Stored items

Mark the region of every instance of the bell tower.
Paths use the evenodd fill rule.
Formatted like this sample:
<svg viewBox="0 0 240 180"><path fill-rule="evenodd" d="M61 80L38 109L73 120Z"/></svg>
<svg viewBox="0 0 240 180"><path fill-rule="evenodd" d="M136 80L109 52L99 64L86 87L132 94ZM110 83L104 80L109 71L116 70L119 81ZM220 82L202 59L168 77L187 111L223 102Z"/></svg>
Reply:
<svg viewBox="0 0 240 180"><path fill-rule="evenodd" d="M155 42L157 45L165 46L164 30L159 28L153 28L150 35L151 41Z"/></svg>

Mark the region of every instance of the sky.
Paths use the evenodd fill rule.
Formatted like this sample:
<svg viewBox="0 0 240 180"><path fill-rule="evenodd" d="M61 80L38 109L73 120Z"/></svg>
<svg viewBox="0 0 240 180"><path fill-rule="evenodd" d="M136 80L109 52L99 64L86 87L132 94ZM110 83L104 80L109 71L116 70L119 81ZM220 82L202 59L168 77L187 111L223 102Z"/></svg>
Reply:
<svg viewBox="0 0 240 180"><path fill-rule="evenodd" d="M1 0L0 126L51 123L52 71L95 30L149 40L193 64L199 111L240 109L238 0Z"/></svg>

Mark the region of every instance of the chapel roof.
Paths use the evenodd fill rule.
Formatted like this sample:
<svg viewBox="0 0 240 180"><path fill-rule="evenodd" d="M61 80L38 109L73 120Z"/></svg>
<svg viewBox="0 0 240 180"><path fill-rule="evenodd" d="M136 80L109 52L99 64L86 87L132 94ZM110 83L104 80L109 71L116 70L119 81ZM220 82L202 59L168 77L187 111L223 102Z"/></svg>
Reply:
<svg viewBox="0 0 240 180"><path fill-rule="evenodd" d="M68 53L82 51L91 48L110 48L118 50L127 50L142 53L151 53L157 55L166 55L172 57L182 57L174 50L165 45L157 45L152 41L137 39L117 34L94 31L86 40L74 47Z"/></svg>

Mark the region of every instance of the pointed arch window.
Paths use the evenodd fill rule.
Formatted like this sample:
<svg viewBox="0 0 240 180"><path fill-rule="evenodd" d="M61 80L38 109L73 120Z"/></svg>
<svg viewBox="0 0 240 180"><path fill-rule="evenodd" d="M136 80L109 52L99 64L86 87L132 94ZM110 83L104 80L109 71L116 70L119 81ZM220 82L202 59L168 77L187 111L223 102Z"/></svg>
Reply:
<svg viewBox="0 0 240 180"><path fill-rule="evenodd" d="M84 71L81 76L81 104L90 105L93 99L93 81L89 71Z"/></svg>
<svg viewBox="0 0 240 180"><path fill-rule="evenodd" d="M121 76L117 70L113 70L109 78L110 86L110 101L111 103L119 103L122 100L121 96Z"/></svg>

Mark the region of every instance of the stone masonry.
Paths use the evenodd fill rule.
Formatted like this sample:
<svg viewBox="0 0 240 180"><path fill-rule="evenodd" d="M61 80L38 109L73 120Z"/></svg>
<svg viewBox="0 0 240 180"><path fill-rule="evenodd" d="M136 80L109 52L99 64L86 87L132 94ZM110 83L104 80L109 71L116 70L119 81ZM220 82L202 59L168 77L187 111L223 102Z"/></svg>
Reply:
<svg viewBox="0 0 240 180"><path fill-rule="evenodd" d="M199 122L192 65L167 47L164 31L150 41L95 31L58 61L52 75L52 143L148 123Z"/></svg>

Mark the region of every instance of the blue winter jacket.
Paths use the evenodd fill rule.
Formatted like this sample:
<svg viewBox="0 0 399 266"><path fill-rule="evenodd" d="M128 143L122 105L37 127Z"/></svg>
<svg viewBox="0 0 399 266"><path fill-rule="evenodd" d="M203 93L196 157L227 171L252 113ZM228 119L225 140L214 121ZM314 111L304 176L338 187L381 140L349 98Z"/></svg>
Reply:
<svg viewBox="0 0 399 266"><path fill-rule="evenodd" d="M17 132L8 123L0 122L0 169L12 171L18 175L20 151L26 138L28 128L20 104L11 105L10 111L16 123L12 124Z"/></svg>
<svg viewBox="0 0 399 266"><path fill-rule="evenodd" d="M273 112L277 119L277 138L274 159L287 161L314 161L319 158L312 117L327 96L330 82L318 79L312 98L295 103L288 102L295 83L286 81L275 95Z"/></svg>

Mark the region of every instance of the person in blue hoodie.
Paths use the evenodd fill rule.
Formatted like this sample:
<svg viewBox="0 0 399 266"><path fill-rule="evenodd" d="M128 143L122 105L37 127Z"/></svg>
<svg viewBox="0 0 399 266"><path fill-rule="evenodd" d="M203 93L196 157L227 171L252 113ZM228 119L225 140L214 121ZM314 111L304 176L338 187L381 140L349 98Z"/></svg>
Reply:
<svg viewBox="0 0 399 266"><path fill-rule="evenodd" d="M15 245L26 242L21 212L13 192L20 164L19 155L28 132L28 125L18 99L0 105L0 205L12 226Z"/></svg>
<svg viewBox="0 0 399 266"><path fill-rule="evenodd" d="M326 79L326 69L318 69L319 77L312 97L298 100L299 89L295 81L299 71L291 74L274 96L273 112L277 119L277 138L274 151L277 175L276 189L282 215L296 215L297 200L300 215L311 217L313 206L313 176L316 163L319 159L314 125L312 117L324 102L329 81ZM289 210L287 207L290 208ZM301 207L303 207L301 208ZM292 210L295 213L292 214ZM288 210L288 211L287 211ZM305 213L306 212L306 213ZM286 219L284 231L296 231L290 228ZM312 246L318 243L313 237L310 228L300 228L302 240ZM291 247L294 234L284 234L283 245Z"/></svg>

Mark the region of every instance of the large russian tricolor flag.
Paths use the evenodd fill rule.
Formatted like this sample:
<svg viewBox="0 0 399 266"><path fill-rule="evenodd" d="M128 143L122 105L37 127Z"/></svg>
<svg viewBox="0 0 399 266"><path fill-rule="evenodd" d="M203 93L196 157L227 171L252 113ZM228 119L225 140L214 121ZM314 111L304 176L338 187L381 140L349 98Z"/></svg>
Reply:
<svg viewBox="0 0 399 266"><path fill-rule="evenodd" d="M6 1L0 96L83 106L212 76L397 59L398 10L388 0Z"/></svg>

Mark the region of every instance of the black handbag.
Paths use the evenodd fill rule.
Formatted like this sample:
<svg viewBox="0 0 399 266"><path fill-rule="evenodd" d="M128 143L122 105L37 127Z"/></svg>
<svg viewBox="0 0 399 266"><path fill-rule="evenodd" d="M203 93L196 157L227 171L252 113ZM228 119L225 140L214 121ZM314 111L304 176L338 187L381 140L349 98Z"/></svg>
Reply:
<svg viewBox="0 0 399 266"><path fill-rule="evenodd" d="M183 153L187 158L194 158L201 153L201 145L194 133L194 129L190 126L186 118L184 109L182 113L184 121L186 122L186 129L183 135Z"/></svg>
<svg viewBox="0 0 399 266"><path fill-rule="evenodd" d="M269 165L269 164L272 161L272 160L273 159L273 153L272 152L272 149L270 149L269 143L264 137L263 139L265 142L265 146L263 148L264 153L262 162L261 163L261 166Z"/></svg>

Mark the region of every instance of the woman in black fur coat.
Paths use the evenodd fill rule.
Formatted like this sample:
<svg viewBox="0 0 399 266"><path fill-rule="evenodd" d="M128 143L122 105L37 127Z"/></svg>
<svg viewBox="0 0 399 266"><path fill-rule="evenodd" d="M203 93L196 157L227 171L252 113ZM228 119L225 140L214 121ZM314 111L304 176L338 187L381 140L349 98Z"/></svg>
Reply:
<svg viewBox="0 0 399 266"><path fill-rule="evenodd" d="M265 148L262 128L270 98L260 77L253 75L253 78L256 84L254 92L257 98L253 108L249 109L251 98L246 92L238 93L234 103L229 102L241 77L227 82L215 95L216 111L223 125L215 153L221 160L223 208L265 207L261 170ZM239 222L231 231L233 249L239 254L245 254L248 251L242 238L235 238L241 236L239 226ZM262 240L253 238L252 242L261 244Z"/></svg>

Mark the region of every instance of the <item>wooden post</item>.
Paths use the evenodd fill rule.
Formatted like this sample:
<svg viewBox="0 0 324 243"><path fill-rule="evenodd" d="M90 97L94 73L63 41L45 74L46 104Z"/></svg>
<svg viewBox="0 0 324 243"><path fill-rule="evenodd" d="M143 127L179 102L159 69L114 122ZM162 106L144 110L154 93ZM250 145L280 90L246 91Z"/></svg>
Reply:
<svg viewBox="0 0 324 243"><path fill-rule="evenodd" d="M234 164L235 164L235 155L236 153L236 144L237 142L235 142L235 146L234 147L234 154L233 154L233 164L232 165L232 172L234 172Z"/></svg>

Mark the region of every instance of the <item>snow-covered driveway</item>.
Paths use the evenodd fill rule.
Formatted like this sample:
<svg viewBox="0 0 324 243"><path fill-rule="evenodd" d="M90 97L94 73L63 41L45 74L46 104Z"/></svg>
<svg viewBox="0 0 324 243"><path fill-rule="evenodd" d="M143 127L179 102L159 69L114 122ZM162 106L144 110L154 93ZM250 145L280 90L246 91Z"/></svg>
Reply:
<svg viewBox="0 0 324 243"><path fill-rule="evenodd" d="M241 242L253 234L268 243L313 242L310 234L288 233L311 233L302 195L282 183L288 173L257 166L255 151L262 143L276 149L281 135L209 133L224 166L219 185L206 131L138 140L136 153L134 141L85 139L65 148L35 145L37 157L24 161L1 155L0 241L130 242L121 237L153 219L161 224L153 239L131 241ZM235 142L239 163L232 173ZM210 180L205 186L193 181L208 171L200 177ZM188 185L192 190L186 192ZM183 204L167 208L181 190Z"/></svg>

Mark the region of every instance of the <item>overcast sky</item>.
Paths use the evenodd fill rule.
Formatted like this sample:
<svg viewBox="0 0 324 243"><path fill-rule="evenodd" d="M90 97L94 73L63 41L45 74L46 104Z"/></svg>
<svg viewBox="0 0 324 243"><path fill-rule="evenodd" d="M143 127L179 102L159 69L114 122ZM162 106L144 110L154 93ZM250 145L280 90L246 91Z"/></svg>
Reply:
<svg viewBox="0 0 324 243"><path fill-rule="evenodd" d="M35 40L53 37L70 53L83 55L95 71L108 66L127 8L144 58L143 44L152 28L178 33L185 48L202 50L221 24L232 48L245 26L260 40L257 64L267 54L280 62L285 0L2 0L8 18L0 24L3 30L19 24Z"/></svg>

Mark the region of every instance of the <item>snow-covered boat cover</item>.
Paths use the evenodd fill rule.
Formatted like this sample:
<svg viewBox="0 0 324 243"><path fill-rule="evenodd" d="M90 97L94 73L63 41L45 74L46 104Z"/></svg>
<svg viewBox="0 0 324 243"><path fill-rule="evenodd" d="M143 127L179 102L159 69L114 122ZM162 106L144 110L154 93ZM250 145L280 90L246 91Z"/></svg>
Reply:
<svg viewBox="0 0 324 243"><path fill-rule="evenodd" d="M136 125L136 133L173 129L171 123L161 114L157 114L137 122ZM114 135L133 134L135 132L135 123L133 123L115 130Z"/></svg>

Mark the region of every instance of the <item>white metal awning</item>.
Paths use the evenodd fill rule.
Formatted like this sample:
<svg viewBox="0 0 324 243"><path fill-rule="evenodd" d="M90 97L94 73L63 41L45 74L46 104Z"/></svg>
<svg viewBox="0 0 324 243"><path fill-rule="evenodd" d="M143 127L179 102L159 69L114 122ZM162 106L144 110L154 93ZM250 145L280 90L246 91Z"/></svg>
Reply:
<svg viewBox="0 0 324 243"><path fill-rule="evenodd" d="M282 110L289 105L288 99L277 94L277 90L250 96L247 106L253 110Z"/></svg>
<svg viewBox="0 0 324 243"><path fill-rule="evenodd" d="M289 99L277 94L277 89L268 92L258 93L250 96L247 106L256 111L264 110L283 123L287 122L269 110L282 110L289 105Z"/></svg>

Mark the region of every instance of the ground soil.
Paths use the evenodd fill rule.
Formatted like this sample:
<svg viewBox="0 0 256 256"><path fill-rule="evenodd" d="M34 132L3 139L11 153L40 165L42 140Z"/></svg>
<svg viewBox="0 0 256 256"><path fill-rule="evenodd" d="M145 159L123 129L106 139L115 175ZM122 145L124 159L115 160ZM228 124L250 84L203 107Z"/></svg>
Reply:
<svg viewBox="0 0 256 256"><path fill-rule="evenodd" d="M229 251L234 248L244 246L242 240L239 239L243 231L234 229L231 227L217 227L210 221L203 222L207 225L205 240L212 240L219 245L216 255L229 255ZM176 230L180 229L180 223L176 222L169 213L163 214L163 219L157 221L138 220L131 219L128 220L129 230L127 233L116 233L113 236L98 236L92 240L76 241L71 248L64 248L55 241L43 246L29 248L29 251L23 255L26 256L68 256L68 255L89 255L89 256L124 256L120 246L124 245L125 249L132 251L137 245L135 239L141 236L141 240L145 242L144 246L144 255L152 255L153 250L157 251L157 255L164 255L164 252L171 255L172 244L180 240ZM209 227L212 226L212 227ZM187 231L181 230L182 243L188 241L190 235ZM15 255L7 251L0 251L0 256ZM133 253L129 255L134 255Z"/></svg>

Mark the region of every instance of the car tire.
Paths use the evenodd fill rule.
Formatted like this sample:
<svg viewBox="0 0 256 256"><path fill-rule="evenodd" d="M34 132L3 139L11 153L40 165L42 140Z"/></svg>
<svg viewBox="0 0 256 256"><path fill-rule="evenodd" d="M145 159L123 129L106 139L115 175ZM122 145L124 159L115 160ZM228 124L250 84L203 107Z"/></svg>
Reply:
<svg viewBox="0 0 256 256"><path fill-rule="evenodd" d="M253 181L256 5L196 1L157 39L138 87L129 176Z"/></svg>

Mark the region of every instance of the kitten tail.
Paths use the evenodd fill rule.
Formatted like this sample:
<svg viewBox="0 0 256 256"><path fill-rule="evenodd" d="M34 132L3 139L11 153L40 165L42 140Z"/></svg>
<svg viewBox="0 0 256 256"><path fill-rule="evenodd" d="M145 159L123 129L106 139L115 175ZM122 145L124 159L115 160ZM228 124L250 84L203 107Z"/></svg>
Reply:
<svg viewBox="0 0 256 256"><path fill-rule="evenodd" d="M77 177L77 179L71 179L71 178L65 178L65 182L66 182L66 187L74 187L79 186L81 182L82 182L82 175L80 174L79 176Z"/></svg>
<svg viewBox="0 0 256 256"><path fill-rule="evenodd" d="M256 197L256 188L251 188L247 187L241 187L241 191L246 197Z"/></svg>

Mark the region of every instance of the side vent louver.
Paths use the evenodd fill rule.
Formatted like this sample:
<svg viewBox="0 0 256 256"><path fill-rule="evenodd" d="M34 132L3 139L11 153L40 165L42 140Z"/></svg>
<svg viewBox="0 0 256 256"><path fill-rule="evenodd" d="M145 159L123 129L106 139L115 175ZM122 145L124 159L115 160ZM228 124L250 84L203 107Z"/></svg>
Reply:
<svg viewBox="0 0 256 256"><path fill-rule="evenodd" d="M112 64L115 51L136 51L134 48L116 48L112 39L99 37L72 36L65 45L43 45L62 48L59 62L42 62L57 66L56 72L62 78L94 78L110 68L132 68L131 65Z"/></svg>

PROBLEM: Transcribe the rows without any change, starting at the line that contains "Mark the region of every instance of the ground" and ending after the line that contains "251L234 248L244 246L242".

WORKED ANSWER:
Mark the region of every instance of the ground soil.
Paths use the evenodd fill rule.
Formatted like this sample:
<svg viewBox="0 0 256 256"><path fill-rule="evenodd" d="M34 132L3 139L11 153L40 165L42 140Z"/></svg>
<svg viewBox="0 0 256 256"><path fill-rule="evenodd" d="M145 159L123 129L106 139L115 175ZM122 145L124 159L115 160ZM228 124L250 84L203 107Z"/></svg>
Reply:
<svg viewBox="0 0 256 256"><path fill-rule="evenodd" d="M229 251L234 248L244 246L242 240L239 239L243 231L234 229L231 227L217 227L210 221L203 222L207 225L205 240L212 240L219 245L216 255L229 255ZM176 230L180 229L180 223L176 222L169 213L163 214L163 219L157 221L138 220L131 219L128 220L129 230L127 233L116 233L113 236L98 236L92 240L76 241L71 248L64 248L55 241L43 246L29 248L29 251L23 255L26 256L68 256L68 255L89 255L89 256L124 256L120 246L124 245L125 249L132 251L137 245L135 239L141 236L141 240L145 242L144 246L144 255L152 255L153 250L157 251L157 255L164 255L164 252L171 255L172 244L180 240ZM209 227L212 226L212 227ZM187 231L181 230L182 243L188 241L190 235ZM15 255L7 251L0 251L0 256ZM133 253L129 255L134 255Z"/></svg>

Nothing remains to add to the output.